===== PROVIDED DATA

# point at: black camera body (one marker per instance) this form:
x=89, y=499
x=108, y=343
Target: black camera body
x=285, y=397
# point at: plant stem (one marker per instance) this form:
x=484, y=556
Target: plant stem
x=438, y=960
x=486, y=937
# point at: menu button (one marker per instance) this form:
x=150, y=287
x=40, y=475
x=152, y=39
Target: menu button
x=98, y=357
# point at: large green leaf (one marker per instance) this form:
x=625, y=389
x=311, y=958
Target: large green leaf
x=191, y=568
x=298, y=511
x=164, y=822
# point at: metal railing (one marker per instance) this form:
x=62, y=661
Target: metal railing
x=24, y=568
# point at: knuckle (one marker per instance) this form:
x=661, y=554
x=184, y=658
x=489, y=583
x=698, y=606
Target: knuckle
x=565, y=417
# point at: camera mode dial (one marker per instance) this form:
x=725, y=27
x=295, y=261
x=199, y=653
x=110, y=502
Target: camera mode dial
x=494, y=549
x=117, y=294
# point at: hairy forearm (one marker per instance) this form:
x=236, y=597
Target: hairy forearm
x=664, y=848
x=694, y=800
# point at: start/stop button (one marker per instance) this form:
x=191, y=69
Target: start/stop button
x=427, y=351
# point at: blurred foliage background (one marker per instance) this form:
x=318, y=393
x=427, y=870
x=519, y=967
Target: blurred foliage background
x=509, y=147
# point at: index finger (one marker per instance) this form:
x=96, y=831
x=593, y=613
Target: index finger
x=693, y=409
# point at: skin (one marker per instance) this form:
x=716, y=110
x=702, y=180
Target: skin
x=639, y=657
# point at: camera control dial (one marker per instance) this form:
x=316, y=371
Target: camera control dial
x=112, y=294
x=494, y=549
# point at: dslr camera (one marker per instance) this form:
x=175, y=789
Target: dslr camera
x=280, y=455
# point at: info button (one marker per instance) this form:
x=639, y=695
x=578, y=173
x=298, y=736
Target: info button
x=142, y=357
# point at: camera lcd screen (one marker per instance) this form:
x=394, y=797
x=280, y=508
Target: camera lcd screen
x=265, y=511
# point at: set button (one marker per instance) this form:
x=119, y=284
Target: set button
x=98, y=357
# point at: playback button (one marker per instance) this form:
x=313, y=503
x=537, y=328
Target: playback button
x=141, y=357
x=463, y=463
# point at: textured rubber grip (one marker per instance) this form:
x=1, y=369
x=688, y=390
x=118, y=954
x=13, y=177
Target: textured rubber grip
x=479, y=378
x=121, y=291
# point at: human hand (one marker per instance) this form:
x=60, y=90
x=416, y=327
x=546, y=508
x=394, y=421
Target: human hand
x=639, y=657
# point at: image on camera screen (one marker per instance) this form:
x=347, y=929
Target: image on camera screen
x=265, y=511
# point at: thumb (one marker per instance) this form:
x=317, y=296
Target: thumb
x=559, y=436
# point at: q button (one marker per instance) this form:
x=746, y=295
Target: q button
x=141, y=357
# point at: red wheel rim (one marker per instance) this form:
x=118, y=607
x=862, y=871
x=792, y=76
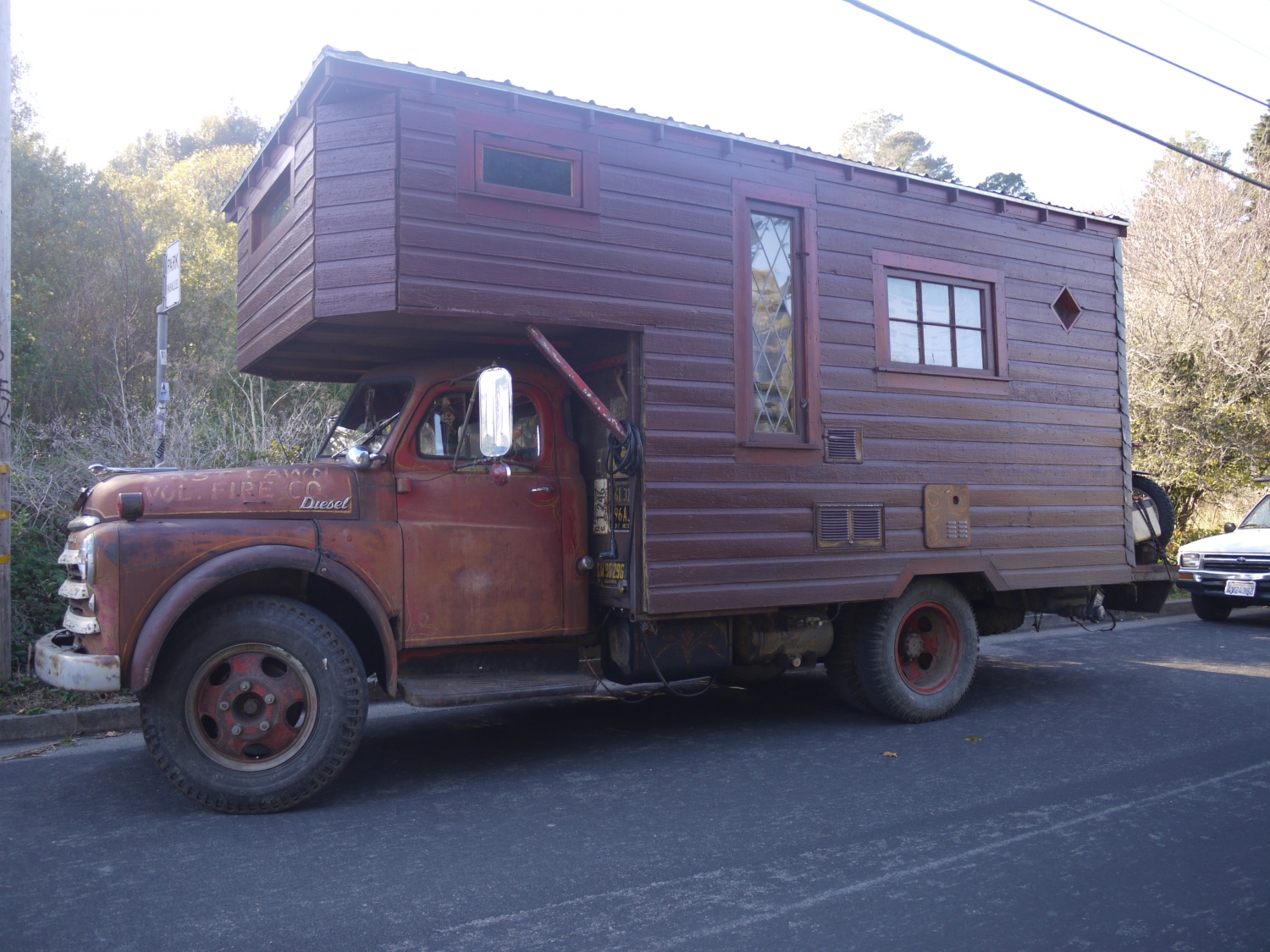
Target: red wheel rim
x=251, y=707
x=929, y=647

==========
===== PROVIDED DATA

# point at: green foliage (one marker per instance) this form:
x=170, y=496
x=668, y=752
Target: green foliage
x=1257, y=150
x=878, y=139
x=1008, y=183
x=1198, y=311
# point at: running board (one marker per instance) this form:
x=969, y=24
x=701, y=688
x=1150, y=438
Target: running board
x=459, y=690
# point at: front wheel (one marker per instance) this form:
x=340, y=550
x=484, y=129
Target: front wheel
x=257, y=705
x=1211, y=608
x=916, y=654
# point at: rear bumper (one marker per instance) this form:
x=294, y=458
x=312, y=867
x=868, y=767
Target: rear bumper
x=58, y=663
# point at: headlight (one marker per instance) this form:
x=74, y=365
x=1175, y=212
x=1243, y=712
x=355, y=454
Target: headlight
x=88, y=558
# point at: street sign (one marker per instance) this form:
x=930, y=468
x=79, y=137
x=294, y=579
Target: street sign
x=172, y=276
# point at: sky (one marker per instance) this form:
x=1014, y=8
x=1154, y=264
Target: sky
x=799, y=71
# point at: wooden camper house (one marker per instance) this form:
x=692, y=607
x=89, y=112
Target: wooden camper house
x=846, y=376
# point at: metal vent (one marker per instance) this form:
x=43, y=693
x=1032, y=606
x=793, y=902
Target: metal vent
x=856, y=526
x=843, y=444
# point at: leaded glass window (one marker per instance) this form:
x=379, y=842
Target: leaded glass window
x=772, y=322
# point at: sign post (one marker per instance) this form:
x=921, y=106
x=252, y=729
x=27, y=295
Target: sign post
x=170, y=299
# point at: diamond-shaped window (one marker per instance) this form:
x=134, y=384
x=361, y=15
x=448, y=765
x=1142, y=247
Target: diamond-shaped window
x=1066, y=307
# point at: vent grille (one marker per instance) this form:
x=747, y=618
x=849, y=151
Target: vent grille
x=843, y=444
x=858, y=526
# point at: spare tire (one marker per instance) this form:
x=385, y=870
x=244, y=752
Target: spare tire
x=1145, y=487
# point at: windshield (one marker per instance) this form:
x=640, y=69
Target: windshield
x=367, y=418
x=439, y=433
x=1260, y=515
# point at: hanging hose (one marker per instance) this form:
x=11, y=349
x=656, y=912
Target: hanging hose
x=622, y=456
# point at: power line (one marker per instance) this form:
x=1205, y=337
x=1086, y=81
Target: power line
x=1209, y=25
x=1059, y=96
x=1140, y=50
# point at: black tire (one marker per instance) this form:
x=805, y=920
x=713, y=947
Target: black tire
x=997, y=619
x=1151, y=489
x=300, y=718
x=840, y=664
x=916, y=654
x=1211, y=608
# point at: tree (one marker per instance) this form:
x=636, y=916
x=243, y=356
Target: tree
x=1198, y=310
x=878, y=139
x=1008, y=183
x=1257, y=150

==========

TASK PROMPT:
Please print the lines of the material above, from the line holding "# point at: start/stop" through the line holding "x=929, y=647", both ends included, and leave out any pictures.

THE ANSWER:
# point at: start/stop button (one marker per instance) this form:
x=191, y=69
Target: start/stop button
x=427, y=351
# point at: blurred foliage background (one marker per instance) this form:
x=318, y=393
x=427, y=870
x=519, y=967
Target: blurred foliage background
x=509, y=147
# point at: index finger (one marker per instance) this form:
x=96, y=831
x=593, y=613
Target: index finger
x=693, y=409
# point at: skin (one marker per instance) this form:
x=716, y=110
x=702, y=180
Target: skin
x=639, y=657
# point at: camera control dial (one marker per instance) this form:
x=316, y=371
Target: camera control dial
x=112, y=294
x=494, y=549
# point at: dslr camera (one marker per instance) this form:
x=175, y=789
Target: dslr camera
x=280, y=455
# point at: info button (one marker per instance) this form:
x=639, y=695
x=578, y=173
x=298, y=736
Target: info button
x=142, y=357
# point at: camera lcd screen (one marker per instance) this form:
x=394, y=797
x=280, y=508
Target: camera lcd screen
x=265, y=511
# point at: set button (one marker per instance) this form:
x=119, y=284
Target: set button
x=98, y=357
# point at: playback button (one marker per instance) this form:
x=313, y=503
x=537, y=328
Target: playback button
x=141, y=357
x=463, y=463
# point at: textured rubber grip (one marker per instance) this form:
x=1, y=369
x=688, y=390
x=118, y=954
x=13, y=177
Target: textured rubber grip
x=479, y=378
x=121, y=291
# point at: human hand (one marker per instance) this form:
x=60, y=90
x=416, y=327
x=546, y=508
x=394, y=421
Target: human hand
x=639, y=657
# point at: image on camera screen (one marker per instance) this form:
x=347, y=929
Target: image on camera screen
x=265, y=511
# point at: thumb (one marker per instance) this form:
x=317, y=296
Target: thumb
x=559, y=436
# point at: q button (one marker per instance) this form:
x=746, y=295
Target: q button
x=141, y=357
# point at: red wheel rim (one marker per instance) this form:
x=118, y=607
x=862, y=871
x=792, y=76
Target: red wheel rim
x=251, y=707
x=929, y=647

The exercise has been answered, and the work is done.